* 本文抜粋 *
--*--

プーチン政権から離反の元高官、欧州で入院 神経障害症状など
(CNN) ロシアのプーチン政権と今年3月にたもとをわかっていた元高官が神経障害などを発症する「ギラン・バレー症候群」を患い、欧州諸国の病院に入院していることが4日までにわかった。
ロシアの著名ジャーナリストのクセニア・サプチャク氏が明らかにした。病院がある国は不明。
この元高官は環境問題に関する大統領特別代表を務めていたアナトリー・チュバイス氏。ロイター通信は2人の消息筋の情報に基づき、チュバイス氏はウクライナ侵攻が原因でロシアを出国したと伝えていた。
ロシア大統領府は今年3月、同氏の辞任を確認。国営タス通信によると、チュバイス氏は2020年4月以降、特別代表の職務に就いていた。
サプチャク氏は、接触したチュバイス氏の妻の話として、「夫の状態は不安定で、突然気分が悪くなる症状が出る。手足の感覚がなくなり始めている」と明かしたと述べた。
サプチャク氏はロシア・サンクトペテルブルク市のアナトリー・サブチャク元市長の娘で、アナトリー氏はプーチン大統領の政治的な助言者ともされる。サプチャク氏は18年のロシア大統領選の候補者で、ウクライナ侵攻を含めたプーチン氏の国政運営に批判的な姿勢を示してきた。

--*--

* 提供情報 *
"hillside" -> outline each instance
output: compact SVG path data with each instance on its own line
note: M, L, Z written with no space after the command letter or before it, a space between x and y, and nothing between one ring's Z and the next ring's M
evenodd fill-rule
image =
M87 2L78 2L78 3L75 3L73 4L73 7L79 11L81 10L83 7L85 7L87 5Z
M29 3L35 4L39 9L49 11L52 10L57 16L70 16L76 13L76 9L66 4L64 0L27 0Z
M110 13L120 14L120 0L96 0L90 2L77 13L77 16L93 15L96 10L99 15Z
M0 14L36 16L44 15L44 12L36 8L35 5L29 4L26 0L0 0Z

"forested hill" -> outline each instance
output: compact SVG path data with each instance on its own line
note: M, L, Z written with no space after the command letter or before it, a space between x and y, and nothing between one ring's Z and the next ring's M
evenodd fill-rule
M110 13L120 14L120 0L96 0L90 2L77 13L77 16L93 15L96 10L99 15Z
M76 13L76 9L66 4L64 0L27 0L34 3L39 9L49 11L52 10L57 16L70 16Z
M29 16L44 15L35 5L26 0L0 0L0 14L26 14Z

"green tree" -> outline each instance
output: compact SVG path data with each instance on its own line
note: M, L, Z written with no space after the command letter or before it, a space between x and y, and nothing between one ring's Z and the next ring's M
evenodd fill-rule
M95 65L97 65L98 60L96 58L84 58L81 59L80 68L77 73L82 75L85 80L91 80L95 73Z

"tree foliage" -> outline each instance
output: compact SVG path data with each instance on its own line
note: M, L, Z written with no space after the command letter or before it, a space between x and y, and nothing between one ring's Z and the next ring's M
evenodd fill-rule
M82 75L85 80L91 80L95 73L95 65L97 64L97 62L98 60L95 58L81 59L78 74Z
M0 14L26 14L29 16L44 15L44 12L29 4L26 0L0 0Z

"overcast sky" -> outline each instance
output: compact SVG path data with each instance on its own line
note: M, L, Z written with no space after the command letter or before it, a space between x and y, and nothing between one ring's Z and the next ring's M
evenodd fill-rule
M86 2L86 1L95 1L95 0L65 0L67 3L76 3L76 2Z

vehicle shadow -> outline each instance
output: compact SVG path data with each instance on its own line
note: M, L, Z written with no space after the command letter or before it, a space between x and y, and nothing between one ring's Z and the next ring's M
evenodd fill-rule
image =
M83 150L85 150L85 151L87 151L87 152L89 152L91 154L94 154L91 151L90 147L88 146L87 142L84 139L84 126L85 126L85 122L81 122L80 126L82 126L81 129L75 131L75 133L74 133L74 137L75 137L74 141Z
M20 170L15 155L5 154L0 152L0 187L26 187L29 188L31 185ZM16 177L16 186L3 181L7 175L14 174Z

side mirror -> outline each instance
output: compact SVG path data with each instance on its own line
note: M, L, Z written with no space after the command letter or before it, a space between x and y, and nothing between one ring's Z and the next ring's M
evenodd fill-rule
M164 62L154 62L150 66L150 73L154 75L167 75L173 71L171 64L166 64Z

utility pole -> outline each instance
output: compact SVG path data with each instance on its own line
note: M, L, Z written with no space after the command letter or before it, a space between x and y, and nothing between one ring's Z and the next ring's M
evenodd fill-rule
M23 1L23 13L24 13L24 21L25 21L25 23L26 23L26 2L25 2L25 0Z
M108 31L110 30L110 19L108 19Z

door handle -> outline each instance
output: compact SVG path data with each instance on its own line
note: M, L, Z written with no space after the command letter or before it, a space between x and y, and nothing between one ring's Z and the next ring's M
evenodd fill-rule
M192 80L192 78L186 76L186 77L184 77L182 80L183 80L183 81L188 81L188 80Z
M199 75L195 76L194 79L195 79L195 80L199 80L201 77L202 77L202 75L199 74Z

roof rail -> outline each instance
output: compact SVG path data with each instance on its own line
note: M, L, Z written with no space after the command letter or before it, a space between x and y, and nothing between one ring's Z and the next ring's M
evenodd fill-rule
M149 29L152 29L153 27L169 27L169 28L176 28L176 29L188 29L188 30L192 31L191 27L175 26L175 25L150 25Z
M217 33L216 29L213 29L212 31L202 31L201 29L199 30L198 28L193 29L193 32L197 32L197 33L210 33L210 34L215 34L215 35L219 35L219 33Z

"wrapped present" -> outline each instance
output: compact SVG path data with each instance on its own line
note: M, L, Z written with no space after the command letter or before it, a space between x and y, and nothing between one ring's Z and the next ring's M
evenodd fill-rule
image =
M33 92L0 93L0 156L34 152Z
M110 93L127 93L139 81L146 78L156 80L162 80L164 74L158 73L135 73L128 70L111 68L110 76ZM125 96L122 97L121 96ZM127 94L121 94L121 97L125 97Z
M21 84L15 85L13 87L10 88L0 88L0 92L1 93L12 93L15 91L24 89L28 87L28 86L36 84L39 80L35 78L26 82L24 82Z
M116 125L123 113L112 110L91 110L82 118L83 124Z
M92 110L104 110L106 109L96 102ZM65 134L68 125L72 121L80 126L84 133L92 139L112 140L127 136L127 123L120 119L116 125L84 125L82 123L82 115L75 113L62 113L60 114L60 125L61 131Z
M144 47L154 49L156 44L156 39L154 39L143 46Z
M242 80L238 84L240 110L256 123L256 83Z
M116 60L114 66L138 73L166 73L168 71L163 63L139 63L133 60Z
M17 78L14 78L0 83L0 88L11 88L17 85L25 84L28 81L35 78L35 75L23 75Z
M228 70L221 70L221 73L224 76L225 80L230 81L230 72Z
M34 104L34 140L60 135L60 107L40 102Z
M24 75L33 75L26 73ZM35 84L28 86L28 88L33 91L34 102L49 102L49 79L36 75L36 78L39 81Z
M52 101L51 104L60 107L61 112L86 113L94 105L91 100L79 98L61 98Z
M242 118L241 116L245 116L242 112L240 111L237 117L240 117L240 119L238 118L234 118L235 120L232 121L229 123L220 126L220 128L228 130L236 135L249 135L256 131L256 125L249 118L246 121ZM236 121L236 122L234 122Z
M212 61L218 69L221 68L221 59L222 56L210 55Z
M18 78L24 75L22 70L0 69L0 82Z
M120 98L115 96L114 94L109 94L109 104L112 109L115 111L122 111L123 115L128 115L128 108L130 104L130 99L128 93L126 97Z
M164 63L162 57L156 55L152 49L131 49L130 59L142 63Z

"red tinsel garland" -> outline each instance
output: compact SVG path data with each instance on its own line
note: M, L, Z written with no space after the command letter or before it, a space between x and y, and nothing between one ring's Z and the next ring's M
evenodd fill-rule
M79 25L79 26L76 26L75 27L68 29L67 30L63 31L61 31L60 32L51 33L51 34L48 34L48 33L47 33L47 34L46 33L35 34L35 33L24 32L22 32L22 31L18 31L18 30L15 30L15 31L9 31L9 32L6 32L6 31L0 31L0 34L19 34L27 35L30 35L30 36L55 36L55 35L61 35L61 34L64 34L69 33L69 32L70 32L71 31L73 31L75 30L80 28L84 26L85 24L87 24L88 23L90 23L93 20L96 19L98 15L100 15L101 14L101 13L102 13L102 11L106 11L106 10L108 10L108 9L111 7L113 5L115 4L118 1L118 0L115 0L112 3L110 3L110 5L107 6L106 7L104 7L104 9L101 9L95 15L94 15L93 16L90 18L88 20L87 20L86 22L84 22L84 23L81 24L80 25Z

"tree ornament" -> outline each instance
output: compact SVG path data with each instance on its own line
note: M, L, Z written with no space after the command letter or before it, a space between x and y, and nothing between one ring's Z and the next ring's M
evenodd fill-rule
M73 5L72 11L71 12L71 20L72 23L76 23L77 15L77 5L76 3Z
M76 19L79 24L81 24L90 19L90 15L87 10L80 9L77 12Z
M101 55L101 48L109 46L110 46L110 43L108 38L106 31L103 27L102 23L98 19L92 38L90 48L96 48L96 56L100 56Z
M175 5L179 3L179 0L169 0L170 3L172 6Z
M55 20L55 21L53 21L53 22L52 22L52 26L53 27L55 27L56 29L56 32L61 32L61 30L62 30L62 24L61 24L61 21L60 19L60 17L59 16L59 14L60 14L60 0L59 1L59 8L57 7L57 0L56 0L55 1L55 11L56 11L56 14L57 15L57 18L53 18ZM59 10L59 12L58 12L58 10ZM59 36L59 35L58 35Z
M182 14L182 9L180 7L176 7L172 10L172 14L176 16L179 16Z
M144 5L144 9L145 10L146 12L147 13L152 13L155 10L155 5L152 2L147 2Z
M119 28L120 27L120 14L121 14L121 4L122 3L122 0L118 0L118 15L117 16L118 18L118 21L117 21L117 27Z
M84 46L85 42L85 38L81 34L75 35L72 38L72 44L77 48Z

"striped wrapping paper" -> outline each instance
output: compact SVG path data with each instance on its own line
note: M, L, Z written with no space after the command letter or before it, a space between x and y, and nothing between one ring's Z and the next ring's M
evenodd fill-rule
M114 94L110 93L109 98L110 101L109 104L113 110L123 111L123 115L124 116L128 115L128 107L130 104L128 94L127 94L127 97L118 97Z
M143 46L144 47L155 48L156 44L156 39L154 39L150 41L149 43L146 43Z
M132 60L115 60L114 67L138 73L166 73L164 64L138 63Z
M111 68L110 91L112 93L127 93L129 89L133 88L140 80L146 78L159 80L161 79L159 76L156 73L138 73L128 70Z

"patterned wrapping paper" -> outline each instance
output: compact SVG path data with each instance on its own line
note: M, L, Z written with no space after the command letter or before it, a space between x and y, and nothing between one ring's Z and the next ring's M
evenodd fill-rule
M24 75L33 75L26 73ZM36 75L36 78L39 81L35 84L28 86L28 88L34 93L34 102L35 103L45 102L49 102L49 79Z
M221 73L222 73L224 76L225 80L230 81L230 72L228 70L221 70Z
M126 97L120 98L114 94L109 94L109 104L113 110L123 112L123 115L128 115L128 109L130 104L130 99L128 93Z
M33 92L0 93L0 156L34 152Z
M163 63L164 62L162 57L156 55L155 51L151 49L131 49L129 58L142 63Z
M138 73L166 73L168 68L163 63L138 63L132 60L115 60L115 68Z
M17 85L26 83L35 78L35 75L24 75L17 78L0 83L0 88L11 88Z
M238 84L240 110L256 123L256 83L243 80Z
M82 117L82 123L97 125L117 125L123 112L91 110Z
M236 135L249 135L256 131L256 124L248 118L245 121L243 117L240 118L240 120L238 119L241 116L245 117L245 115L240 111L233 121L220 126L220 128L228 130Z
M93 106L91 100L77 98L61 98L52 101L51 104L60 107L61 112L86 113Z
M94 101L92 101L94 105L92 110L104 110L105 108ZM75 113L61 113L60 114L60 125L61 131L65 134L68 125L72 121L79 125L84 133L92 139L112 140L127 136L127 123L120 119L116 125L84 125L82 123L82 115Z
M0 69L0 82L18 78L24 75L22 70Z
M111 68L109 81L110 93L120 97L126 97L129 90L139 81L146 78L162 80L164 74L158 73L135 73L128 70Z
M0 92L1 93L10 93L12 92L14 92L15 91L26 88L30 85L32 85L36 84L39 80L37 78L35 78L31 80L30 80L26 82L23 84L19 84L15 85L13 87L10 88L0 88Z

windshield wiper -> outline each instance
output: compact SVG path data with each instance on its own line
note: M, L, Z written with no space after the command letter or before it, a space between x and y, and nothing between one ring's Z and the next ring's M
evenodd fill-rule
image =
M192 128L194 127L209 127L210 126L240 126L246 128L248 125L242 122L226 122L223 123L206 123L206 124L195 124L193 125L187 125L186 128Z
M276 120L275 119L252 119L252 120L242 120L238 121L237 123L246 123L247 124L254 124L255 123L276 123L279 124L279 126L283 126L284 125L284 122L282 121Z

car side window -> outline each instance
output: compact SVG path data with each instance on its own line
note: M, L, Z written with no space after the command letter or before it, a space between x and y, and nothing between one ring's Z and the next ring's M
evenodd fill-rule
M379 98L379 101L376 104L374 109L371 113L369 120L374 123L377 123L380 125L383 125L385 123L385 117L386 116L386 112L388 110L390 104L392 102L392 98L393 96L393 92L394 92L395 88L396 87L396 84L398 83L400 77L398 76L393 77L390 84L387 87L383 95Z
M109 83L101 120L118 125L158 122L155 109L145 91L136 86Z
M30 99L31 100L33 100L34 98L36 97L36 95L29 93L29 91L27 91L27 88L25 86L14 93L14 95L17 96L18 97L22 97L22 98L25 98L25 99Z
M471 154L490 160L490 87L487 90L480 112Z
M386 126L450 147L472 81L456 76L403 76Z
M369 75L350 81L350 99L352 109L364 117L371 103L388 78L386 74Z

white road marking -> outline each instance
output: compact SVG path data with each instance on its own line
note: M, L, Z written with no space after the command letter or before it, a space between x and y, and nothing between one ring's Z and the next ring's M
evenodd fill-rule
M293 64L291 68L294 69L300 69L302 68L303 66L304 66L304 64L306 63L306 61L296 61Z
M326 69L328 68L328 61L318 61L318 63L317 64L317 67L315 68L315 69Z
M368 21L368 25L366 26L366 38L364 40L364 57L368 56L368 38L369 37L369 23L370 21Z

--*--

* 設問 *
A - チュバイス氏の入院を伝える記事によると、チュバイス氏が患っている病気は何か。
B - チュバイス氏の入院を伝える記事にある「病院がある国は不明。」という一文を英語に訳せ。
C - チュバイス氏の入院を伝える記事を、最後の文の後から書き継げ。

* 解答一覧 *
A - ギラン・バレー症候群

B - The country where the hospital is located is unknown.

C -
サプチャク氏はチュバイス氏が直接話した内容として、欧州内のクリニックの一つに入院し、「ギラン・バレー症候群と診断された。症状は中程度で安定している」とも説明した。
米疾病対策センター(CDC)によると、同症候群の発症はまれとしている。
チュバイス氏は1990年代、エリツィン元大統領の下で頭角を現していた。プーチン氏が権力を掌握後、政敵と見なした時期もあったとされ、99年の一連の会見ではチュバイス氏が就任を打診された大統領府の職位を退けたことにも触れていた。
チュバイス氏は近年、経済改革を公の場で要求し続け、プーチン政権内に残るわずかなリベラル派の一人とも目されていた。